━━━ 読解用の文章

スイスの軍事費は1990年以降、国民総生産(GDP)比で減少を続けている
© Keystone / Alessandro Della Valle
スイス全州議会(上院)は2日、軍事費を現在の56億フランから2030年までに70億フラン(約9500億円)に引き上げる予算案を可決した。
このコンテンツが公開されたのは、
国民議会(下院)は先月可決済み。2030年までに少なくとも国内総生産(GDP)の1%に達する見込み。
今回の引き上げは、冷戦終結後の軍縮の流れに逆行している。軍事費は1990年から2019年の30年間で、GDP比1.34%から0.67%に減った。

━━━━━━
━━━ データセットの行

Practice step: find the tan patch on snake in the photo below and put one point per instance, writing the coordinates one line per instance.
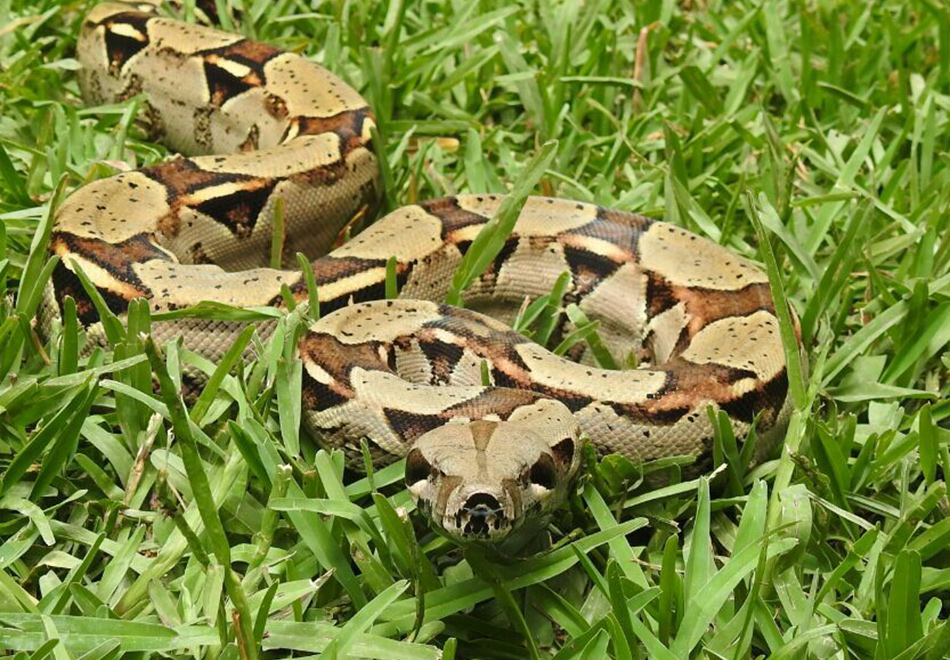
(687, 260)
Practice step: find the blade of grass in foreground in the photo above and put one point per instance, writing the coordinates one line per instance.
(493, 235)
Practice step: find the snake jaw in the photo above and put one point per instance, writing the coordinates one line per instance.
(480, 481)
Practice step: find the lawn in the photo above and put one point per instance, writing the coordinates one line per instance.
(809, 135)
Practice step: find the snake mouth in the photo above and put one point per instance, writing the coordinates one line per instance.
(482, 517)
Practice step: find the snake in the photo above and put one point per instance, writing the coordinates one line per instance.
(491, 424)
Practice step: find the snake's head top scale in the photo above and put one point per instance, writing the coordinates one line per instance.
(479, 481)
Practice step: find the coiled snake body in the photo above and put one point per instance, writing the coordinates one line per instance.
(262, 124)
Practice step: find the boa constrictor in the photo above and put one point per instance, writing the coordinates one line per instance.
(262, 124)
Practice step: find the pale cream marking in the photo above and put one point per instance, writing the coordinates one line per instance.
(129, 31)
(108, 208)
(408, 233)
(382, 320)
(99, 276)
(302, 154)
(684, 259)
(381, 389)
(352, 283)
(630, 387)
(186, 39)
(236, 69)
(742, 342)
(186, 285)
(307, 89)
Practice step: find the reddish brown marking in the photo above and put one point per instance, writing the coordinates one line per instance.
(253, 54)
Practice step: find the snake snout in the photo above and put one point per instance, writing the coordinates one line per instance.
(484, 513)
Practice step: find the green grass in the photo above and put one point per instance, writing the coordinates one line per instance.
(821, 124)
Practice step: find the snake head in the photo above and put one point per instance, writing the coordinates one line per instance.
(479, 481)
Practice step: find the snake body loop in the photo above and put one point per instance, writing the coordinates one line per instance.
(483, 461)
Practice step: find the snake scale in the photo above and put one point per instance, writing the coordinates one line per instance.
(260, 124)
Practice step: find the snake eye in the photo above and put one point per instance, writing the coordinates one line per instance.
(417, 467)
(564, 451)
(544, 472)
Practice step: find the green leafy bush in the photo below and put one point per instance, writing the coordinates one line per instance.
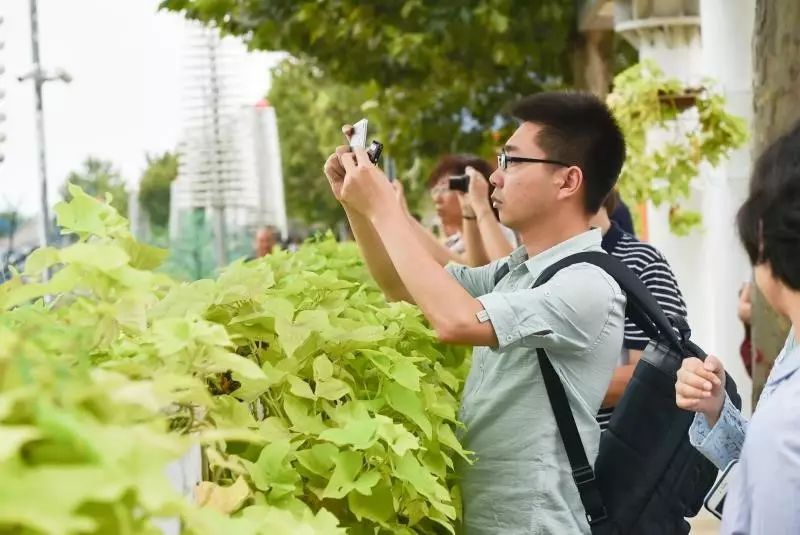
(317, 402)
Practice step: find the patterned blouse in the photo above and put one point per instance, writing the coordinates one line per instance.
(723, 443)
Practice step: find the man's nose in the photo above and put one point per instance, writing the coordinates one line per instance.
(496, 179)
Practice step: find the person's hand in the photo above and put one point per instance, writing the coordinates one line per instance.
(400, 195)
(335, 172)
(701, 387)
(365, 188)
(745, 305)
(478, 192)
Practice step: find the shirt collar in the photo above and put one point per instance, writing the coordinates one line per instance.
(612, 237)
(583, 241)
(786, 366)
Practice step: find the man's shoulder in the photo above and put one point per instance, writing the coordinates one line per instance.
(631, 247)
(585, 281)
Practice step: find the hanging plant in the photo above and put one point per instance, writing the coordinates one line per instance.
(696, 129)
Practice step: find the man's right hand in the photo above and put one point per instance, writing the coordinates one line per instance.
(335, 171)
(701, 387)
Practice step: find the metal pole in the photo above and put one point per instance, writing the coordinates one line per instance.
(38, 81)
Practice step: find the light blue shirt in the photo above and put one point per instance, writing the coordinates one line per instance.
(764, 492)
(521, 481)
(724, 442)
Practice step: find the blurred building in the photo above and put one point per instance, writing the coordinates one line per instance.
(229, 157)
(697, 43)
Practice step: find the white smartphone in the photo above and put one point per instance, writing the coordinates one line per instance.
(359, 137)
(715, 499)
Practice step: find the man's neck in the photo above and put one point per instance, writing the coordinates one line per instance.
(793, 309)
(540, 238)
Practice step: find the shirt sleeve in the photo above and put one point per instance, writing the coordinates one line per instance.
(765, 496)
(561, 314)
(722, 443)
(476, 281)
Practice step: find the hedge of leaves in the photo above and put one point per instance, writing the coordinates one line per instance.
(321, 408)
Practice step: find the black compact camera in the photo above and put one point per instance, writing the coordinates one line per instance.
(359, 139)
(459, 183)
(374, 151)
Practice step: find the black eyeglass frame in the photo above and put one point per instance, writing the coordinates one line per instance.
(504, 159)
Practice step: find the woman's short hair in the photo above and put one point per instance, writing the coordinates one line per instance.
(769, 220)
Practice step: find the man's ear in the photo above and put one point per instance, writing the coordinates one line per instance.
(572, 180)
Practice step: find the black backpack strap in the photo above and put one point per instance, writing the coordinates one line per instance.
(501, 273)
(582, 471)
(642, 308)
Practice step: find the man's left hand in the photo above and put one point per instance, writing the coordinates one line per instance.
(366, 188)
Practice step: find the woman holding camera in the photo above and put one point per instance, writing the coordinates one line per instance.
(474, 236)
(765, 486)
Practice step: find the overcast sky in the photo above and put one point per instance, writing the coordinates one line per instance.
(124, 101)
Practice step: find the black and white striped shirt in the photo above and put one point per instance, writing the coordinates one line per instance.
(653, 270)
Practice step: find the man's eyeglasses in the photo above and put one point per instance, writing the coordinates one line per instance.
(504, 159)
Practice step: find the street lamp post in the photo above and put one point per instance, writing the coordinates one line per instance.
(39, 77)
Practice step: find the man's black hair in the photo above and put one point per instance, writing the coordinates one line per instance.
(578, 129)
(769, 220)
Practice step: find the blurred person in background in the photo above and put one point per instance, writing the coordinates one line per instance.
(764, 489)
(473, 235)
(265, 240)
(652, 268)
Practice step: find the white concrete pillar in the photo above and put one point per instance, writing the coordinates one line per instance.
(727, 30)
(692, 41)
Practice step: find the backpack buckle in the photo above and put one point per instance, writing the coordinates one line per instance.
(596, 520)
(680, 324)
(583, 475)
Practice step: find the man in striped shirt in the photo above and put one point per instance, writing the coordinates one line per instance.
(652, 268)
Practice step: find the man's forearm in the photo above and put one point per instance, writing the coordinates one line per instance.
(378, 261)
(475, 252)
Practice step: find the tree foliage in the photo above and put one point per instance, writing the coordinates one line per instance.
(99, 178)
(699, 131)
(154, 187)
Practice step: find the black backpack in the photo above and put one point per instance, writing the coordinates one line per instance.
(647, 476)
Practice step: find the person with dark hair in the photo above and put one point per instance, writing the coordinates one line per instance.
(764, 487)
(553, 174)
(470, 240)
(266, 239)
(652, 268)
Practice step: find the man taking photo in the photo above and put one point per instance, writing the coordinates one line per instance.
(553, 174)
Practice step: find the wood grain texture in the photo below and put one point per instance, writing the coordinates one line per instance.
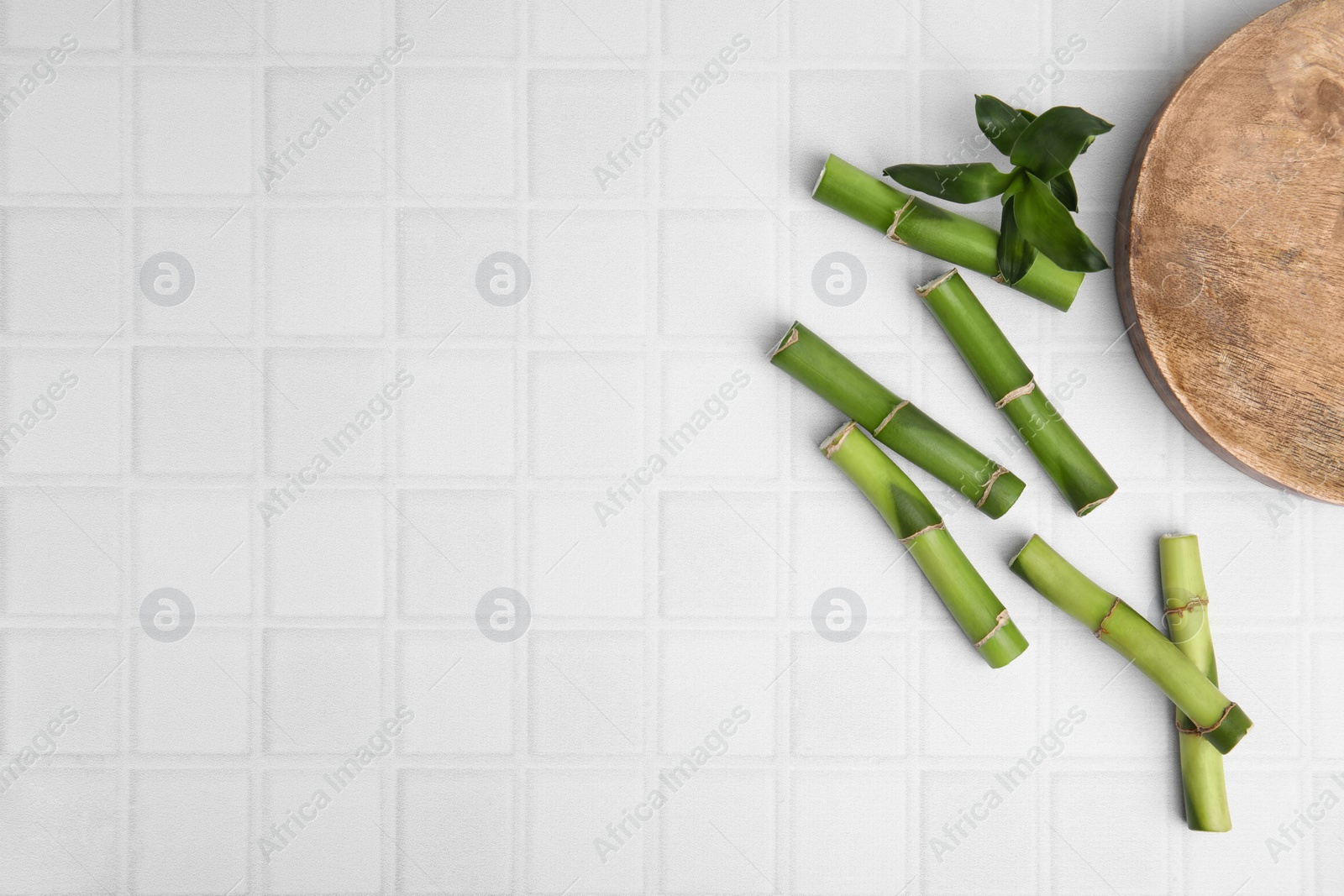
(1230, 250)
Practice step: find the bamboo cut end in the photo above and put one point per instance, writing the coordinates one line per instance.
(832, 443)
(1088, 508)
(822, 175)
(934, 284)
(786, 340)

━━━━━━

課題の詳細 ▸ スイスの軍事費についての文章によると、全州議会が可決した予算案では、2030年までに軍事費をいくらに引き上げるのですか？

期待される出力 ▸ 70億フラン(約9500億円)です。